**PASSAGE SÉLECTIONNÉ:**
En tant que collectionneur, quels conseils donneriez-vous aux jeunes photographes ?
Les jeunes photographes ne devraient pas avoir peur d’exprimer qui ils sont et ce qu’ils font. Il peut y avoir une tendance dans les écoles d’art à standardiser et à s’adapter aux tendances actuelles de l’art contemporain.
En tant que collectionneur, je vois beaucoup de conformisme. Il est très rare que je découvre de la nouveauté et ressente de l’étonnement dans les nouveaux travaux. Les artistes, pas seulement les photographes, devraient davantage montrer une part d’eux-mêmes dans ce qu’ils font, créer quelque chose qui est beaucoup plus authentique. C’est de là que peut émerger un sentiment de sincérité dans leur travail qui fera que les gens seront touchés, même s’ils n’ont pas la même histoire que vous.

**DONNÉES FOURNIES:**
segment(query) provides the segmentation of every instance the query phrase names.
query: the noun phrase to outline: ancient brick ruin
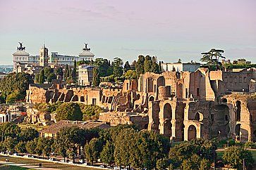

**TRAVAIL DEMANDÉ 1:**
Recopiez, dans l'entretien sur les conseils aux jeunes photographes, tout le passage allant de « En tant que collectionneur, quels » jusqu'à « histoire que vous. ».
**TRAVAIL DEMANDÉ 2:**
Répondez aux questions suivantes à partir de l'entretien sur les conseils aux jeunes photographes :
(a) De quoi les jeunes photographes ne devraient-ils pas avoir peur ?
(b) Quelle tendance peut se manifester dans les écoles d'art ?
(c) Que le collectionneur dit-il voir beaucoup ?
**TRAVAIL DEMANDÉ 3:**
Prolongez l'entretien sur les conseils aux jeunes photographes en reprenant après sa dernière phrase.

**ZONE DE RÉPONSE 1:**
En tant que collectionneur, quels conseils donneriez-vous aux jeunes photographes ?
Les jeunes photographes ne devraient pas avoir peur d’exprimer qui ils sont et ce qu’ils font. Il peut y avoir une tendance dans les écoles d’art à standardiser et à s’adapter aux tendances actuelles de l’art contemporain.
En tant que collectionneur, je vois beaucoup de conformisme. Il est très rare que je découvre de la nouveauté et ressente de l’étonnement dans les nouveaux travaux. Les artistes, pas seulement les photographes, devraient davantage montrer une part d’eux-mêmes dans ce qu’ils font, créer quelque chose qui est beaucoup plus authentique. C’est de là que peut émerger un sentiment de sincérité dans leur travail qui fera que les gens seront touchés, même s’ils n’ont pas la même histoire que vous.

**ZONE DE RÉPONSE 2:**
(a) D'exprimer qui ils sont et ce qu'ils font.
(b) Une tendance à standardiser et à s'adapter aux tendances actuelles de l'art contemporain.
(c) Du conformisme.

**ZONE DE RÉPONSE 3:**
Ma façon de penser les choses, c’est de garder une certaine honnêteté et de ne pas suivre les tendances du marché de l’art. Il ne s’agit pas de penser à l’argent, mais plutôt d’exprimer des idées qui sont neuves et de les transmettre aux gens.
Et quels conseils donneriez-vous à quelqu’un qui veut monter une collection ?
Ceux qui veulent collectionner devraient davantage dévoiler qui ils sont dans leur collection. C’est très difficile d’éviter le penchant pour l’uniformisation qui se développe en chacun de nous, à force de recevoir le même type de conseils, de lire les mêmes magazines et de fréquenter les mêmes foires de l’art.
Souvent, je visite des maisons de collectionneurs dans différents endroits du monde, et je me rends compte que tous désirent la même œuvre du même artiste et c’est presque comme si le fait d’acquérir une œuvre spécifique devenait un insigne d’honneur.
Ce que je trouve essentiel et dont, j’espère, la Collection Wedge rend compte, c’est de collectionner comme on raconte des histoires, et non d’essayer d’épater la galerie avec de grands noms, c’est d’oser mélanger des artistes « majeurs » et « mineurs », en se concentrant davantage sur le message, plutôt que de marteler une seule et unique conception.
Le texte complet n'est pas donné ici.